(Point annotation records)

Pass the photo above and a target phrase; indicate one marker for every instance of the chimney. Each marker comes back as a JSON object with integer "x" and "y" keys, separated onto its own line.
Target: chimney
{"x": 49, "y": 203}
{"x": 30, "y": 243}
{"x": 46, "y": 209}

=== The task ===
Reproduce every line of the material above word for word, with no changes.

=== Worked solution ===
Pass the photo above and a target phrase; indicate one marker for every instance of the chimney. Each marker comes back as a JSON object with integer "x" and "y" keys, separated onto its own line.
Target: chimney
{"x": 49, "y": 203}
{"x": 30, "y": 243}
{"x": 46, "y": 209}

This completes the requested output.